What the task requires ▸ Could the data below be copied exactly, minus the pictures?

Working data ▸
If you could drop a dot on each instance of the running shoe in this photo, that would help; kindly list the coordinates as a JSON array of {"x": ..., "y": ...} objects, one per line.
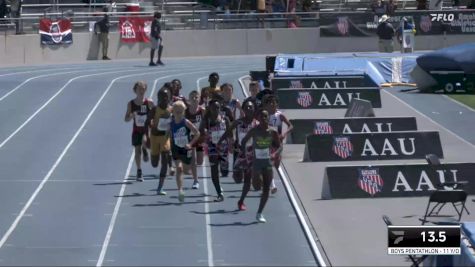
[
  {"x": 242, "y": 206},
  {"x": 171, "y": 171},
  {"x": 139, "y": 175},
  {"x": 145, "y": 154},
  {"x": 260, "y": 218},
  {"x": 196, "y": 185},
  {"x": 220, "y": 198},
  {"x": 181, "y": 196}
]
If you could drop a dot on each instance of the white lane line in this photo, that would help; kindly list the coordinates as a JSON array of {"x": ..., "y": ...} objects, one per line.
[
  {"x": 301, "y": 218},
  {"x": 105, "y": 245},
  {"x": 55, "y": 165},
  {"x": 459, "y": 103},
  {"x": 42, "y": 76},
  {"x": 209, "y": 235},
  {"x": 431, "y": 120},
  {"x": 51, "y": 99},
  {"x": 34, "y": 71}
]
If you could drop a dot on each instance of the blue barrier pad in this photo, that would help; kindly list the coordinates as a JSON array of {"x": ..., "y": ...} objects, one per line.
[{"x": 378, "y": 66}]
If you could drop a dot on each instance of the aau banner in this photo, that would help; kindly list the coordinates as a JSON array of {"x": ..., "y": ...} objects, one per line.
[
  {"x": 134, "y": 30},
  {"x": 55, "y": 32}
]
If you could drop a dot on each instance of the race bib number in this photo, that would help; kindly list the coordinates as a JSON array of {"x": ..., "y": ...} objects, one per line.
[
  {"x": 164, "y": 124},
  {"x": 215, "y": 136},
  {"x": 262, "y": 153},
  {"x": 140, "y": 120}
]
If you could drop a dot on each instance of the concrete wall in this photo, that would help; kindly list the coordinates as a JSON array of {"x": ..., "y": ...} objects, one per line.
[{"x": 26, "y": 49}]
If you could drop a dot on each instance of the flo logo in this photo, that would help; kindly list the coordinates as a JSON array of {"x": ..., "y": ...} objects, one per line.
[{"x": 442, "y": 17}]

Answer below ▸
If you could drop a dot on each instance of the running shoe in this photo, that would help; kindly list the coordinates as a JSON array of {"x": ..., "y": ...} objects, one per line.
[
  {"x": 242, "y": 206},
  {"x": 171, "y": 171},
  {"x": 139, "y": 175},
  {"x": 145, "y": 154},
  {"x": 260, "y": 218},
  {"x": 196, "y": 185},
  {"x": 220, "y": 198},
  {"x": 181, "y": 196}
]
If you could drop a dot on each instance of the white lane line in this photo, that would help; kindly list the coordinates as a JSON array of {"x": ..., "y": ...} objects, one per line.
[
  {"x": 301, "y": 218},
  {"x": 105, "y": 245},
  {"x": 55, "y": 165},
  {"x": 459, "y": 103},
  {"x": 42, "y": 76},
  {"x": 209, "y": 235},
  {"x": 431, "y": 120},
  {"x": 51, "y": 99},
  {"x": 34, "y": 71}
]
If you could drop a dot on each instance of the blue barrier pad in this photo, that would help; kindly list the coordinates as a JSON array of {"x": ..., "y": ...} objects, one per line.
[{"x": 378, "y": 66}]
If you could drop a dot on each instance of the aau banner in this photo, that would help; kindly list the coordinates as a JSON array of {"x": ..., "y": ...} objects, one per line.
[
  {"x": 134, "y": 30},
  {"x": 55, "y": 32}
]
If you could drop a dot on each instance of the race bib number in this photo, that would help; kindly list the coordinates as a JSON array of {"x": ..., "y": ...} objects, one per line.
[
  {"x": 164, "y": 124},
  {"x": 215, "y": 136},
  {"x": 262, "y": 153},
  {"x": 140, "y": 120}
]
If you could drop a dot on each instance of the concrete wall in this photo, that would help; kindly list the coordinates as a JSON array of {"x": ..., "y": ...} objects, one per line.
[{"x": 26, "y": 49}]
If you could drop a dot on each instance of the flo logo in this photo, that would help; kindly list the coordinates as a JSON array of {"x": ..., "y": ...} objects, one per line.
[{"x": 442, "y": 17}]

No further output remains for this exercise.